(Point localization data)
▼

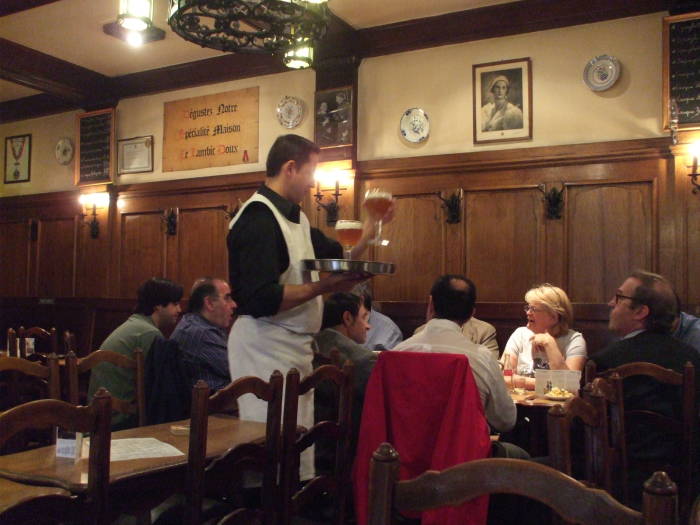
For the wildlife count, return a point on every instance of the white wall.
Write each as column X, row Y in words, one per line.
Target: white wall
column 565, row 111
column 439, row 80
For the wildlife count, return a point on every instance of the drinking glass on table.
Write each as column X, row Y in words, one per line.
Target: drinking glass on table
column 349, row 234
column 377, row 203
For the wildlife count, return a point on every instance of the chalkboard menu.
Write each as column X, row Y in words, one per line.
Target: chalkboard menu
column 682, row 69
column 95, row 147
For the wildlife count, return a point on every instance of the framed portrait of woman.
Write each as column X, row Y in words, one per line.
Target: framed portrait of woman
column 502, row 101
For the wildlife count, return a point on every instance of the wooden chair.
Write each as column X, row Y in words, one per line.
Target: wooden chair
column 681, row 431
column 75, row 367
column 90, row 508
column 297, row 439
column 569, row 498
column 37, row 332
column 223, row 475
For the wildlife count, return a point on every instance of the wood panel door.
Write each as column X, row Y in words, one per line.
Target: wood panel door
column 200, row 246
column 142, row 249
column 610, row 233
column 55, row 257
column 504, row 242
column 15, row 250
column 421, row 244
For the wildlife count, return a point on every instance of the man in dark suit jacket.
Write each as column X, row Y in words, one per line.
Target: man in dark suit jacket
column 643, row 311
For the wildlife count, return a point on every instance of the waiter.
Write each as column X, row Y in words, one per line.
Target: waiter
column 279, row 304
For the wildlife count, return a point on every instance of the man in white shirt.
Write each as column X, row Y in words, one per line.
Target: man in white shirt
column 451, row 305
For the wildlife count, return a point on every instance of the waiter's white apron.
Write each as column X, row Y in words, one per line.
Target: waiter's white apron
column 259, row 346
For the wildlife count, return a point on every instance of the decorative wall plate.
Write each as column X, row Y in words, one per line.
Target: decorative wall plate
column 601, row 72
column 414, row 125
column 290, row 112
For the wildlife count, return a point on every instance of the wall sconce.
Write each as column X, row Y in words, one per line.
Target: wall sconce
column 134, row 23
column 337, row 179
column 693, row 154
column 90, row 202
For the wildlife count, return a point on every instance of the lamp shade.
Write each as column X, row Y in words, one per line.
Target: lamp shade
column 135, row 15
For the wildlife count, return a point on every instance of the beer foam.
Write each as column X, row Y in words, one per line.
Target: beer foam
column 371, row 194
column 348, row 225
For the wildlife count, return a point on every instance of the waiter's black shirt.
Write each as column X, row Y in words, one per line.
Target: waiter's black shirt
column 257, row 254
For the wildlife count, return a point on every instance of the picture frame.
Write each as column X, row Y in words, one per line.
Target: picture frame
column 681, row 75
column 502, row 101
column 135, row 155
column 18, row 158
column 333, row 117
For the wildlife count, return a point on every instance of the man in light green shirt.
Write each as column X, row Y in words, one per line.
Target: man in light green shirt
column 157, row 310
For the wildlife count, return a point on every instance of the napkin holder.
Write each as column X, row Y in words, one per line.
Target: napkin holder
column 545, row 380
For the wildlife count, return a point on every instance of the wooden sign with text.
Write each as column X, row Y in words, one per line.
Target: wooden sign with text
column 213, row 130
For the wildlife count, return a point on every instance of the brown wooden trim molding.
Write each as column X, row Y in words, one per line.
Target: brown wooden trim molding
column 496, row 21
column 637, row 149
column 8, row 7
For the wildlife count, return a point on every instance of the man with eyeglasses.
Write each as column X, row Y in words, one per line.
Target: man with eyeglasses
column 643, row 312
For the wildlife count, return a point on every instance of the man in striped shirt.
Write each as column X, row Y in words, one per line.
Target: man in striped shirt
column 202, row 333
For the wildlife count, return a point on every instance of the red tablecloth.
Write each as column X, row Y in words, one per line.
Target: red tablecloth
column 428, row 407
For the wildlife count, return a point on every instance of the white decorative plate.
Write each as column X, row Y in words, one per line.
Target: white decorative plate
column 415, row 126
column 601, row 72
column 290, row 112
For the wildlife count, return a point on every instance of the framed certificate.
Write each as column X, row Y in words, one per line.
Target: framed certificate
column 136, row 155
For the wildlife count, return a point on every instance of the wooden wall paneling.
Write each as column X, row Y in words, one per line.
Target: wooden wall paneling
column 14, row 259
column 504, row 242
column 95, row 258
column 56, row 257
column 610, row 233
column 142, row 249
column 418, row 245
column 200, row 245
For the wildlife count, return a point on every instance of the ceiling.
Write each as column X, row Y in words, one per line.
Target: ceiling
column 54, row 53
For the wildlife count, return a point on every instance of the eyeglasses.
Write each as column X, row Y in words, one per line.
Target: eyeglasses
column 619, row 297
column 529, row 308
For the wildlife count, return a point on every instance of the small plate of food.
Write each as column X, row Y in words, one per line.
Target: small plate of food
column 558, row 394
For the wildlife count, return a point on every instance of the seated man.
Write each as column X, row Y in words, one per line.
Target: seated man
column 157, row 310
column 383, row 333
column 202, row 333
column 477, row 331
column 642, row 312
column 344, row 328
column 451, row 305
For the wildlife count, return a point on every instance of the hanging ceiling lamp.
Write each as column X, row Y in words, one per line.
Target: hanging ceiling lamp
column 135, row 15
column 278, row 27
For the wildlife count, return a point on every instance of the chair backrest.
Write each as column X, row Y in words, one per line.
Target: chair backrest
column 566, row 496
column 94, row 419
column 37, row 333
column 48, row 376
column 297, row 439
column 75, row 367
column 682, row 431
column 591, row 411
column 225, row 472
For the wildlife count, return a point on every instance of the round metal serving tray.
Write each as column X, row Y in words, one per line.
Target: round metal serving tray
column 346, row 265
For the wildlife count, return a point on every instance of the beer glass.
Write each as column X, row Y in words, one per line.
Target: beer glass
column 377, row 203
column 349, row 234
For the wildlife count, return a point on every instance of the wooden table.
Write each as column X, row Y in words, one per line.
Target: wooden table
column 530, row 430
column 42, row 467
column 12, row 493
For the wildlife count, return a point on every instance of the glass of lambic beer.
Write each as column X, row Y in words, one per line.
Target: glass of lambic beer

▲

## DIRECTIONS
Search the records for the word "lambic". Copy each line where it appears.

## TASK SOLUTION
For the wildlife count, return a point on every instance of the glass of lambic beer.
Target: glass of lambic beer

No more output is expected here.